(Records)
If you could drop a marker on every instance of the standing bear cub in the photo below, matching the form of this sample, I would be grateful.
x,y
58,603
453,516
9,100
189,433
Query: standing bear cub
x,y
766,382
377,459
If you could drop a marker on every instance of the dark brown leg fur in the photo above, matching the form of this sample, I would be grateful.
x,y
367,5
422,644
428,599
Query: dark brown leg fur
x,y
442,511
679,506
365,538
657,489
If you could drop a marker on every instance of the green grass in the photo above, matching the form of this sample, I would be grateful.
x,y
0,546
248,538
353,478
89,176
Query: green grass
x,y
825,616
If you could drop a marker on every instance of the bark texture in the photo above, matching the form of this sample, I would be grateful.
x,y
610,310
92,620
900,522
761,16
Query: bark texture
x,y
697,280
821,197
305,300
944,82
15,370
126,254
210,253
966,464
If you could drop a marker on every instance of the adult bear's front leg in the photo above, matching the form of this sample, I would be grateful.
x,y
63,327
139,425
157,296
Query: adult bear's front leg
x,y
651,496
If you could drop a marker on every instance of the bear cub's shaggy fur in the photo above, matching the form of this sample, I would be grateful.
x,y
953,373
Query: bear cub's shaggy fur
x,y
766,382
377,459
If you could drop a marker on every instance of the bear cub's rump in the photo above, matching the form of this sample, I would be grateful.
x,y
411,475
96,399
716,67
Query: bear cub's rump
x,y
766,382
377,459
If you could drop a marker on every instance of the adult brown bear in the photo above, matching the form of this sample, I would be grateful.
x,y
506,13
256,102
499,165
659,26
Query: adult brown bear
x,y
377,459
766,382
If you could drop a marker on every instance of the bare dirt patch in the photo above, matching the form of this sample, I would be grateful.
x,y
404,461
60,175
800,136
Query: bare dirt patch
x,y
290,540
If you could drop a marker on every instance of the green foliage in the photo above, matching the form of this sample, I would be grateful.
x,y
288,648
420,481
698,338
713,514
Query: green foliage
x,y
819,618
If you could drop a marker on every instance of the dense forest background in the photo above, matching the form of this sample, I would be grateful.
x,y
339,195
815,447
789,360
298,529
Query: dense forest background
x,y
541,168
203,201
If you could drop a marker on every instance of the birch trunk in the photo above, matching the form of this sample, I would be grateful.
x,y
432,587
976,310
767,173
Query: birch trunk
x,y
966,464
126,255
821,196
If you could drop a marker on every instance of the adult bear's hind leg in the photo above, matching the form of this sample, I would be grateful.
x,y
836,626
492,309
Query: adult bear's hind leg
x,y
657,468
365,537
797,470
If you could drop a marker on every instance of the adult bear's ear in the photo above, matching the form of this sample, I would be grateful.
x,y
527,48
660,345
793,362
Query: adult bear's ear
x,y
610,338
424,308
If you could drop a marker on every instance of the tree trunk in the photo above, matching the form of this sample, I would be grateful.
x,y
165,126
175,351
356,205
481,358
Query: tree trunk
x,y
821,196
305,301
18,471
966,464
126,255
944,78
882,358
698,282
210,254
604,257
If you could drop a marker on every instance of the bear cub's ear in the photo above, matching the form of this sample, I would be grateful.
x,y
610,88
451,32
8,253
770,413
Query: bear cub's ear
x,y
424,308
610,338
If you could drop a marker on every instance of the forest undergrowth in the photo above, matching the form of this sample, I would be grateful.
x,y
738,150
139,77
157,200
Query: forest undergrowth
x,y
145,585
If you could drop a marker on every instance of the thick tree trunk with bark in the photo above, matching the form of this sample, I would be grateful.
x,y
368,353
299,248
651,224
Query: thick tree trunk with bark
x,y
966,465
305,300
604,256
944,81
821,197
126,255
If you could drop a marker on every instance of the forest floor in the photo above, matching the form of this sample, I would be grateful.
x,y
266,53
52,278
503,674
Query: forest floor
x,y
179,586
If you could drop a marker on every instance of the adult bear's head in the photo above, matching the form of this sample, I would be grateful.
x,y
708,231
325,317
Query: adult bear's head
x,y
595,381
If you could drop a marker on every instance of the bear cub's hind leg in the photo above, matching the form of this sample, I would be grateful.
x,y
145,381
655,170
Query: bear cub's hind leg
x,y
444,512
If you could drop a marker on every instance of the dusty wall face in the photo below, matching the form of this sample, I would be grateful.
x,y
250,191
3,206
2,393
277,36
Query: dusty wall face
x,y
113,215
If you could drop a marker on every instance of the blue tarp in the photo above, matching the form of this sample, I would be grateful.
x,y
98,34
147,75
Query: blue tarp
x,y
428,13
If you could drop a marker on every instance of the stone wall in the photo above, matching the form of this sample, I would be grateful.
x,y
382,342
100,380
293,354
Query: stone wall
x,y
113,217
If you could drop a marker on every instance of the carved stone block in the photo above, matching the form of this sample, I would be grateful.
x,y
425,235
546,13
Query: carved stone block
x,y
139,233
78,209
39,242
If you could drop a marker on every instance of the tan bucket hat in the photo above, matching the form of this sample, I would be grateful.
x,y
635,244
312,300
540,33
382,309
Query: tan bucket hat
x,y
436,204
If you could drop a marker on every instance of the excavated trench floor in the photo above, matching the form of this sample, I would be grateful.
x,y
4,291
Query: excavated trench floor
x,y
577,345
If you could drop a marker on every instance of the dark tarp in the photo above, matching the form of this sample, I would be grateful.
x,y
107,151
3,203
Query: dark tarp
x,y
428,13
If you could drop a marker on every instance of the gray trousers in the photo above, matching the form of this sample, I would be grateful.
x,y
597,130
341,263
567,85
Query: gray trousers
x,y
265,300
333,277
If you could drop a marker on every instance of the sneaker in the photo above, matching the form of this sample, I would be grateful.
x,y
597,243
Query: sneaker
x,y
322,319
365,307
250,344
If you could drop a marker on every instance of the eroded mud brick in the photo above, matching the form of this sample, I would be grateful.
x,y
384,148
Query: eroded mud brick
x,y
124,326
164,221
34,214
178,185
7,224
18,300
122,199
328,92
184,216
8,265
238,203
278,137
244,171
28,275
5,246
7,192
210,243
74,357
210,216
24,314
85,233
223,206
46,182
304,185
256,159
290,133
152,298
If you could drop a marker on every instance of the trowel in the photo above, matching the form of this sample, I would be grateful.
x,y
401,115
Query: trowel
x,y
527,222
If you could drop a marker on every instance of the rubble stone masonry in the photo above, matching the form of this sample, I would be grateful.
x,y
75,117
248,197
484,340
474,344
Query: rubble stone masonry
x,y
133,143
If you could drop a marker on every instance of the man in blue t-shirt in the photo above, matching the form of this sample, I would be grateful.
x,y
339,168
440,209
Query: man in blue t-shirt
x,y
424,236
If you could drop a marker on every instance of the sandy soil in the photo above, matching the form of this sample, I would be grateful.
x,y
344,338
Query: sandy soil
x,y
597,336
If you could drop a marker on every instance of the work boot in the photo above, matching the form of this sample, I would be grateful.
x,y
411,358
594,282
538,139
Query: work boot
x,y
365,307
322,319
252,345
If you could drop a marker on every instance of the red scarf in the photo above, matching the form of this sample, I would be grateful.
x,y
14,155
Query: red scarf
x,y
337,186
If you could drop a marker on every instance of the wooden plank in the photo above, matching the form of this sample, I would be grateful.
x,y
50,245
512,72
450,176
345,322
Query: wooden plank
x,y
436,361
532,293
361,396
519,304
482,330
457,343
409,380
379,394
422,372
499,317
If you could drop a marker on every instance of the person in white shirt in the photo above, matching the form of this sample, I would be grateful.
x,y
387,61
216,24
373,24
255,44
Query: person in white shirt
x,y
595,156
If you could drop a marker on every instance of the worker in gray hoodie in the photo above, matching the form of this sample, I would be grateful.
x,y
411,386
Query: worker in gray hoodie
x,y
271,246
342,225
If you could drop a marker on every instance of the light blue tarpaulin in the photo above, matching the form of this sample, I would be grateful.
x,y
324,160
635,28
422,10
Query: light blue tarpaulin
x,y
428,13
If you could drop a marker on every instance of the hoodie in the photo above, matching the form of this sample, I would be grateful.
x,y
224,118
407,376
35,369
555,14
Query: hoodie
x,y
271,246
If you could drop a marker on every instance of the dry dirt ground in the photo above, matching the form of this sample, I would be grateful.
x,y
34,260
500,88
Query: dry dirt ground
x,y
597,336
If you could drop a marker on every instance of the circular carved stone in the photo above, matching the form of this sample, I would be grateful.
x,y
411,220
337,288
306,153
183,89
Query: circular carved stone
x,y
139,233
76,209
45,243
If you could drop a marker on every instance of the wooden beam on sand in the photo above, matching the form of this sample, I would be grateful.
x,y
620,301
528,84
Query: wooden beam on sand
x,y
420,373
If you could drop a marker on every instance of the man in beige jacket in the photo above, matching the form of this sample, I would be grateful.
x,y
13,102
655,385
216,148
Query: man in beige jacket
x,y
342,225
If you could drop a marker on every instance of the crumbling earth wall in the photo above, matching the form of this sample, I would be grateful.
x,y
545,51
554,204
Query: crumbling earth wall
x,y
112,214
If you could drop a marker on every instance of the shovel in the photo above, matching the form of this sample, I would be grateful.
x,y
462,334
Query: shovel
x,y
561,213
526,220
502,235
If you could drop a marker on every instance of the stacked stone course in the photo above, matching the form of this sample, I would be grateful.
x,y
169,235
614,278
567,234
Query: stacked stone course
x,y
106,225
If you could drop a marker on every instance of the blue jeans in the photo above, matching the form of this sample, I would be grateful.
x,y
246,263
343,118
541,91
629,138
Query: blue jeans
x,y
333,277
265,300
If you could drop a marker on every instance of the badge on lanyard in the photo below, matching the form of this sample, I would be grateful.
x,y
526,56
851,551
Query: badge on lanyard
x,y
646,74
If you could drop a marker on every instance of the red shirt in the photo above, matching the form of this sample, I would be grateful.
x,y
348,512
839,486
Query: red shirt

• Written exercise: Reproduce exactly the lines from the one with "the blue jeans" through the end of the entries above, both ends included.

• Full solution:
If you could drop a marker on every instance of the blue jeans in the photo above, matching the form of this sample, I would be grateful.
x,y
246,263
343,118
541,91
629,138
Query: blue jeans
x,y
333,277
265,300
If you could drop a marker on every instance of the badge on lanyard in the photo below, matching the form of this sample, I would be grateful.
x,y
526,56
851,551
Query: badge on lanyard
x,y
646,74
If you could drop a marker on every instance of the red shirt in the photo above, matching the form of this sample, I would be grateful.
x,y
348,512
839,486
Query: red shirt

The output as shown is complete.